TEKS DOKUMEN:
UINSA Newsroom, Rabu (25/5/2016); Di
minggu terakhir Bulan Mei, isu-isu pendidikan masih menjadi sorotan.
Kali ini, Fakultas Ilmu Sosial dan Ilmu Politik (FISIP) UIN Sunan Ampel
Surabaya menggelar Dialog Publik dalam rangka Hari Pendidikan Nasional
(Hardiknas) pada acara Pekan Pendidikan Jawa Timur 2016 bertemakan
‘Wajah Pendidikan Indonesia’. Bekerjasama dengan Pengurus Wilayah Ikatan
Pelajar Nahdhatul Ulama (PWNU) Jatim, acara digelar di Gedung Sport
Center and Multipurpose UIN Sunan Ampel Surabaya, Rabu, 25 Mei 2016 dan
dihadiri mahasiswa dari berbagai kampus di Surabaya dan Sidoarjo.

DAFTAR TUGAS:
A – Salin dengan tepat bagian berita Dialog Publik, mulai dari kata-kata "UINSA Newsroom, Rabu" dan berhenti setelah "Surabaya dan Sidoarjo.".
B – Singkatan apa saja yang ditulis di dalam tanda kurung dalam berita Dialog Publik?
C – Lanjutkan berita Dialog Publik setelah kalimat terakhir yang ada.
Data berikut tidak ada hubungannya dengan berita Dialog Publik.

DAFTAR DATA:
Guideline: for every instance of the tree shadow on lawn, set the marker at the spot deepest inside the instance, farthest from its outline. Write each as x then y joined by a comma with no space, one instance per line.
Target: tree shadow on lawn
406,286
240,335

---

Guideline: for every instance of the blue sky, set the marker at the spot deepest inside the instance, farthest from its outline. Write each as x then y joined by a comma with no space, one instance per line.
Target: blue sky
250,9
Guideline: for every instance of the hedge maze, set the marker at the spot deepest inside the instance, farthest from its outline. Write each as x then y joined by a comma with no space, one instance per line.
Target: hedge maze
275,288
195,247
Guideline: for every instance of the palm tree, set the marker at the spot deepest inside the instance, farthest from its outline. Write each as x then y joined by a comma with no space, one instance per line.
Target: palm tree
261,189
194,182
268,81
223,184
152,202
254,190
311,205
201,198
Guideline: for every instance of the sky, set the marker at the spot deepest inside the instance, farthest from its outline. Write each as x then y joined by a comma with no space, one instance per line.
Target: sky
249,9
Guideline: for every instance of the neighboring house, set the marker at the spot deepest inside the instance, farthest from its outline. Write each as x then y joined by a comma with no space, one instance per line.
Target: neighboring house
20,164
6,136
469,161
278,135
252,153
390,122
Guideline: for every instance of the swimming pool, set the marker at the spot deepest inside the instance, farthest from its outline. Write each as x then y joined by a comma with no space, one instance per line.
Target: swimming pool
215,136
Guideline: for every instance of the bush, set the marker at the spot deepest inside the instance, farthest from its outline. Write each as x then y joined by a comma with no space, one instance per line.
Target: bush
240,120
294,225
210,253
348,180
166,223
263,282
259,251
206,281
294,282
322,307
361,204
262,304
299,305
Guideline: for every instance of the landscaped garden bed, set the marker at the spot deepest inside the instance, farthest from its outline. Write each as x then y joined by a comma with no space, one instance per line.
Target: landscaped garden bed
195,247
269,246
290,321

JAWABAN TERTULIS:
A –
UINSA Newsroom, Rabu (25/5/2016); Di
minggu terakhir Bulan Mei, isu-isu pendidikan masih menjadi sorotan.
Kali ini, Fakultas Ilmu Sosial dan Ilmu Politik (FISIP) UIN Sunan Ampel
Surabaya menggelar Dialog Publik dalam rangka Hari Pendidikan Nasional
(Hardiknas) pada acara Pekan Pendidikan Jawa Timur 2016 bertemakan
‘Wajah Pendidikan Indonesia’. Bekerjasama dengan Pengurus Wilayah Ikatan
Pelajar Nahdhatul Ulama (PWNU) Jatim, acara digelar di Gedung Sport
Center and Multipurpose UIN Sunan Ampel Surabaya, Rabu, 25 Mei 2016 dan
dihadiri mahasiswa dari berbagai kampus di Surabaya dan Sidoarjo.

B – FISIP, Hardiknas, PWNU

C –
Acara yang dikonsep menyerupai talkshow Indonesia Lawyers Club
(ILC) yang ditayangkan di salah satu televisi nasional tersebut
menghadirkan beberapa pembicara dari kalangan praktisi pendidikan di
Jawa Timur (Jatim). Dipandu moderator Dr Suko Widodo, M.Si, Pakar
Komunikasi Universitas Airlangga Surabaya, dialog dibuka dengan
pemaparan masing-masing narasumber. Dimulai dari Prof. Dr. Mudjito,
M.Si., Mantan Direktur Pendidikan Khusus dan Layanan Khusus (PKLK)
Kemdikbud RI, dilanjutkan Prof DR Murtadlo, M.Pd, Guru Besar Universitas
Negeri Surabaya, Dr. Ir. Wahid Wahyudi, MT, Kepala Dinas Perhubungan
Prov Jatim, juga Prof. Zainuddin Maliki, Ketua Dewan Pendidikan Jatim
dan Drs. Hudiyono, M.Si., Kepala Bidang Pendidikan Menengah dan
Perguruan Tinggi (Dimenjur dan Perti) Dinas Pendidikan Prov Jatim.
Acara
yang juga dihadiri Prof DR Ali Maschan Moesa, Ketua PWNU Jatim sekaligus
Guru Besar UIN Sunan Ampel Surabaya ini berlangsung menarik, diselingi
guyonan-guyonan segar ala Cak Suko-panggilan akrab Dr Suko Widodo. Dalam
statement pembukanya, Cak Suko menyoroti bagaimana pengelolaan
pendidikan nasional yang masih terbilang kalah dibandingkan negara
berkembang lainnya. Beliau mencontohkan pendidikan di Korea misalnya.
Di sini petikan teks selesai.